DATA SUPPLIED Start Marker

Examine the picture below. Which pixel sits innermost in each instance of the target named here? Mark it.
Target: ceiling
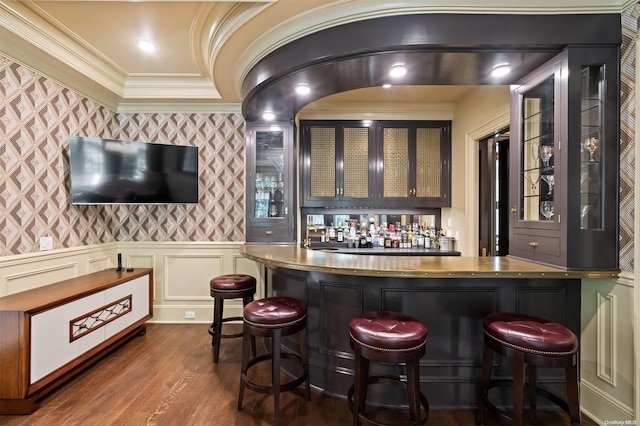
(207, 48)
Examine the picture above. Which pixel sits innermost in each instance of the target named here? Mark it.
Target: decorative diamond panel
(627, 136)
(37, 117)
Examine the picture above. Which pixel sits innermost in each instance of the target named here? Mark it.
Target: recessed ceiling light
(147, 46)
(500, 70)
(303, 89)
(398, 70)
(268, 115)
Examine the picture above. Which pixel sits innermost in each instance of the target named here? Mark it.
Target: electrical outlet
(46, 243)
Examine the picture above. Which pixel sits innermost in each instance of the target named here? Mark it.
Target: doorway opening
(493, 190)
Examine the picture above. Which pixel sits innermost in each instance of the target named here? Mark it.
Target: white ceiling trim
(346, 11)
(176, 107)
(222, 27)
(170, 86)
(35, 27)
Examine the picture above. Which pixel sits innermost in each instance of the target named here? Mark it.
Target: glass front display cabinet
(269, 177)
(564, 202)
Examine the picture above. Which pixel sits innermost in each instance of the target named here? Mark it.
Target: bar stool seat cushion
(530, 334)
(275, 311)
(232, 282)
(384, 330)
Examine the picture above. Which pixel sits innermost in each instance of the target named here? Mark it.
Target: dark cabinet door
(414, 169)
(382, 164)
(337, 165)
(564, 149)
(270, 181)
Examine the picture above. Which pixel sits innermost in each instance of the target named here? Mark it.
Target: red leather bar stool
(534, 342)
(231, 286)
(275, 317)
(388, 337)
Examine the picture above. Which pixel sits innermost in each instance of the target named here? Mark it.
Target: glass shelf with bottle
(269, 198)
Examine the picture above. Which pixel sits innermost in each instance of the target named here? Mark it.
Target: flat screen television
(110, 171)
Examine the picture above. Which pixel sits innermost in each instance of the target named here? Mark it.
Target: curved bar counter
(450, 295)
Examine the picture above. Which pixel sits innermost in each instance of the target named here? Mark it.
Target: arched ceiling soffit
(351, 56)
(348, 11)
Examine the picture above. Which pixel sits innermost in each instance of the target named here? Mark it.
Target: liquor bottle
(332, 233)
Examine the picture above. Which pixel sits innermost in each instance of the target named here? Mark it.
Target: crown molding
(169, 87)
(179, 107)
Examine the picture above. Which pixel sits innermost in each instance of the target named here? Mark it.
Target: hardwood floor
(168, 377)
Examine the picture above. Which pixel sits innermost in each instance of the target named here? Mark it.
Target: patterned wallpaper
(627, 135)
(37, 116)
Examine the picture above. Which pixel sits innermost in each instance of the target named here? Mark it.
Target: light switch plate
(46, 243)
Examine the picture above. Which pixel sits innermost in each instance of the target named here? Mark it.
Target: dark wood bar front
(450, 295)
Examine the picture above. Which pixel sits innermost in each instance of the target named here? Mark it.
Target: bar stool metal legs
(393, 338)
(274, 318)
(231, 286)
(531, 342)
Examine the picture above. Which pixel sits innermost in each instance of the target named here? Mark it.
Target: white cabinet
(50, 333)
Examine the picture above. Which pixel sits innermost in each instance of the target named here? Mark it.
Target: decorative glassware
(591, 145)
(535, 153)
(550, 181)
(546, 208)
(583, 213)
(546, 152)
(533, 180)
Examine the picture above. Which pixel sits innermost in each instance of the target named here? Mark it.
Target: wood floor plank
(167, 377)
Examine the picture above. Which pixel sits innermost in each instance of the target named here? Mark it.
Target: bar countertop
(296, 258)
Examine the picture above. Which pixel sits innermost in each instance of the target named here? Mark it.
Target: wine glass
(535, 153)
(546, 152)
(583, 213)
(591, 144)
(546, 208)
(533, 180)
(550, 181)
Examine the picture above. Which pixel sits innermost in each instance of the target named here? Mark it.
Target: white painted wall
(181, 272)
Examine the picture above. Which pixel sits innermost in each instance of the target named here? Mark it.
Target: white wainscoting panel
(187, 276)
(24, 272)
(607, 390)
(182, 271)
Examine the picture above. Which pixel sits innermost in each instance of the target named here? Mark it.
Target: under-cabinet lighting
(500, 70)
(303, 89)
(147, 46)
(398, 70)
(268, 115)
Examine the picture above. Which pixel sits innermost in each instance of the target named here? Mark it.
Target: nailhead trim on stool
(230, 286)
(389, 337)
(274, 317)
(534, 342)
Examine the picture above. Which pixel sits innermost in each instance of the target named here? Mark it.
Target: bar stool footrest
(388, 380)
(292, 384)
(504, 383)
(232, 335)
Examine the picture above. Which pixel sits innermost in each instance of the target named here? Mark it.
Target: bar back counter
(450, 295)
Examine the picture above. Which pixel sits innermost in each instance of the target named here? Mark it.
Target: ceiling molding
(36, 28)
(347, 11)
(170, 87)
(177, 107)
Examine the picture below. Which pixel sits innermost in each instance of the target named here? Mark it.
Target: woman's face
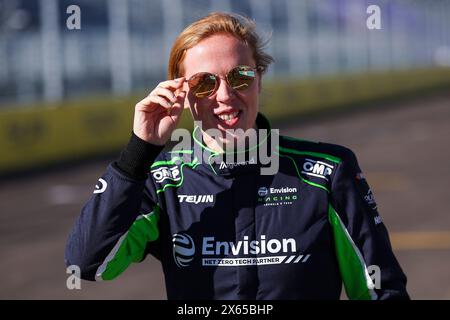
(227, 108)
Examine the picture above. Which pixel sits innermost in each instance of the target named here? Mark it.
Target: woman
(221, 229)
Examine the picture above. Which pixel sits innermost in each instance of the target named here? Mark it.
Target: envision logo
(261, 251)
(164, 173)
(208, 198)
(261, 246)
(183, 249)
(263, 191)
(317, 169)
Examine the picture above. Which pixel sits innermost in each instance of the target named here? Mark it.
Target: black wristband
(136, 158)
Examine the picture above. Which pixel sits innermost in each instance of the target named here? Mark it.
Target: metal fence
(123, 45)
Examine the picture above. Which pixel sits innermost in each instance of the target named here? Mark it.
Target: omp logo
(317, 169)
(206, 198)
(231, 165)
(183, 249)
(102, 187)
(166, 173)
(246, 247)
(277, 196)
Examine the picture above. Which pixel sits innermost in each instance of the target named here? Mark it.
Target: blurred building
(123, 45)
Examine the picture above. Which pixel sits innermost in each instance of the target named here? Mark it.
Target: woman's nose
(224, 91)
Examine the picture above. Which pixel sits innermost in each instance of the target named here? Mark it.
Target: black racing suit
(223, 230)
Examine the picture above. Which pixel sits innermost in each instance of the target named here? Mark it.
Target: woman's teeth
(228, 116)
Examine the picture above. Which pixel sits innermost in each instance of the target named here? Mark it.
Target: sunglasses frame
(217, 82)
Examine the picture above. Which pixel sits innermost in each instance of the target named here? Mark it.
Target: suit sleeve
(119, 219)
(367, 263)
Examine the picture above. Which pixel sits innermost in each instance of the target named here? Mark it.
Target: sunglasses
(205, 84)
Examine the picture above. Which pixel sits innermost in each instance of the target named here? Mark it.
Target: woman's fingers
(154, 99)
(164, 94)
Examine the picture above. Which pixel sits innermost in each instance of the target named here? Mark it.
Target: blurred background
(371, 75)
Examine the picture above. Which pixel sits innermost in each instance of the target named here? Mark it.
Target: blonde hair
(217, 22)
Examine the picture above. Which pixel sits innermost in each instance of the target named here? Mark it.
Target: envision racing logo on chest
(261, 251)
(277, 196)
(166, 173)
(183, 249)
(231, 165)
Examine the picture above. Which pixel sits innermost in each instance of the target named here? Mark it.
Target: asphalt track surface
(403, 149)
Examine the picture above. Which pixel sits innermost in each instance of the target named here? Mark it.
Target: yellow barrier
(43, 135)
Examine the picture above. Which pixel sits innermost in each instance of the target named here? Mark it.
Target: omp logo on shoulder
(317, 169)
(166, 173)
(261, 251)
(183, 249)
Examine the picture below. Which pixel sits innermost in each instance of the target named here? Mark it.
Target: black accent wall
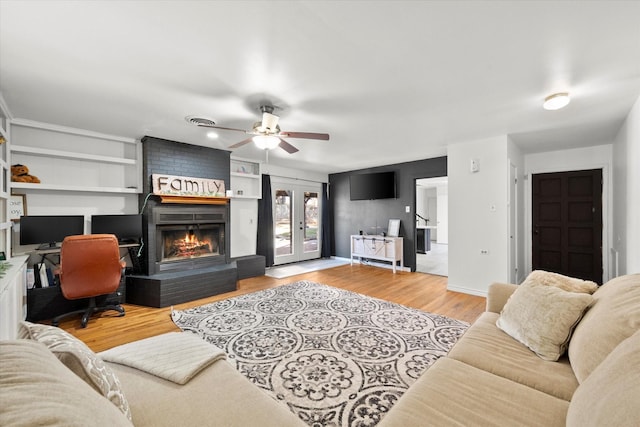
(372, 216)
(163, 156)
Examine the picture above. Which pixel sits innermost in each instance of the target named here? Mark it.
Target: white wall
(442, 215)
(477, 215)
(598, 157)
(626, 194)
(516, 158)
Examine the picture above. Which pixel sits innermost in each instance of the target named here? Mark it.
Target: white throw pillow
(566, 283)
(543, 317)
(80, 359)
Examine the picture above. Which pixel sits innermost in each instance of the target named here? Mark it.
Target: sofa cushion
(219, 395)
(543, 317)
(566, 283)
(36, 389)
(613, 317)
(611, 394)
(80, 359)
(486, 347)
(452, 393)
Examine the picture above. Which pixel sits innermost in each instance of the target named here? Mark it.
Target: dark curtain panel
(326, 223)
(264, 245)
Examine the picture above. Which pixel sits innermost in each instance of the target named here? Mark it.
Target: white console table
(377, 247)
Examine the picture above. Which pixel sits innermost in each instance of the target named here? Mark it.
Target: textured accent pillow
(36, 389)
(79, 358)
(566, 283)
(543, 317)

DATA SUPPLIED End Marker
DATA SUPPLIED Start Marker

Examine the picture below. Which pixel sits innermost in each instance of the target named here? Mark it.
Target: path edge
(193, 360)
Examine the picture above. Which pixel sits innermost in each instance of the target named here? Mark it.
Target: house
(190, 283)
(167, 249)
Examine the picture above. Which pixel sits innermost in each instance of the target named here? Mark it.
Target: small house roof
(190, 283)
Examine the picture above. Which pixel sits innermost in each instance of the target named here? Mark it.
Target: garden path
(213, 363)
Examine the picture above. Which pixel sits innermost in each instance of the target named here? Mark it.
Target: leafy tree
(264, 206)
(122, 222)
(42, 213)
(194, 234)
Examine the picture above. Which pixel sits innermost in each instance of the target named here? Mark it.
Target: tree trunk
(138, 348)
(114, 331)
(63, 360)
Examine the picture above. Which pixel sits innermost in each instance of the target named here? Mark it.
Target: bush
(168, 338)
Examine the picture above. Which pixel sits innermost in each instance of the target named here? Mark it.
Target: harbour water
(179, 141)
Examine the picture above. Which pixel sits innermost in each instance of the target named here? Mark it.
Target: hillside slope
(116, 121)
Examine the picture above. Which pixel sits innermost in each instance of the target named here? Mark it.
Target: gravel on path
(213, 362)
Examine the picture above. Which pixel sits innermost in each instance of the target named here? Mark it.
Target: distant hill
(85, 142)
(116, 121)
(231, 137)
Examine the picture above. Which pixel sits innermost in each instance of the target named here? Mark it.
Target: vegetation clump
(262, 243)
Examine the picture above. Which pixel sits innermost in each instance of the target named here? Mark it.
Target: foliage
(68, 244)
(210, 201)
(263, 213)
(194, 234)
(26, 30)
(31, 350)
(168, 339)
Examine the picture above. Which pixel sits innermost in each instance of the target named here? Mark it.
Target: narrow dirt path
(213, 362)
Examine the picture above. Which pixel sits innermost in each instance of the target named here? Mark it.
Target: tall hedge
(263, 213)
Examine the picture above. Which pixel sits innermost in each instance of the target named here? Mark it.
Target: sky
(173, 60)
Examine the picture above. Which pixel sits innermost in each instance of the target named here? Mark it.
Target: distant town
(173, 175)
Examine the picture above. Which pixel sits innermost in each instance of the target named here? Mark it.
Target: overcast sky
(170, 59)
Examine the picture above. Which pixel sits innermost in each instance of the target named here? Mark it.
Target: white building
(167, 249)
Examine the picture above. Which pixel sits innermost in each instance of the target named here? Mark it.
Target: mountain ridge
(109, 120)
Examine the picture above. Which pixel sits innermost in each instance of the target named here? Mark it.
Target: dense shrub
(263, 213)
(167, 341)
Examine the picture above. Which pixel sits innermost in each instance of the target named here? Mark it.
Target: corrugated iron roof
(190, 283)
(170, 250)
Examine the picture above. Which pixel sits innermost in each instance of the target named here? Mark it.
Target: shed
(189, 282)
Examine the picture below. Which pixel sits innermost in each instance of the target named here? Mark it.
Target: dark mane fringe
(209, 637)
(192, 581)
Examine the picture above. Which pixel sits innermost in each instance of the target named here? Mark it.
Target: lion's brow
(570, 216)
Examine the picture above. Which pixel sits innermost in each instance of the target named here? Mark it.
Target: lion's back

DATA SUPPLIED End Marker

**EXERCISE PROMPT**
Reproducing the whole listing above is not the task. Copy exactly only the lines from the one with "Target: corrugated iron roof" to the one with "Target: lion's back", both kept.

**RESPONSE**
Target: corrugated iron roof
(190, 283)
(170, 250)
Examine the picture above. Which pixel sits innermost in each instance of the target named here? Mark it.
Target: shed
(189, 282)
Examine the picture below. Which pixel sits innermost in each instance of the target named here? Mark it.
Target: dark mane fringe
(209, 637)
(192, 581)
Examine the picture above. Which pixel sits innermost in each instance of the target named here? Mark it.
Target: lion's brow
(570, 216)
Examine the picture above. Which pixel sits innermost in each instance of the target named here? Mark it.
Target: lion's back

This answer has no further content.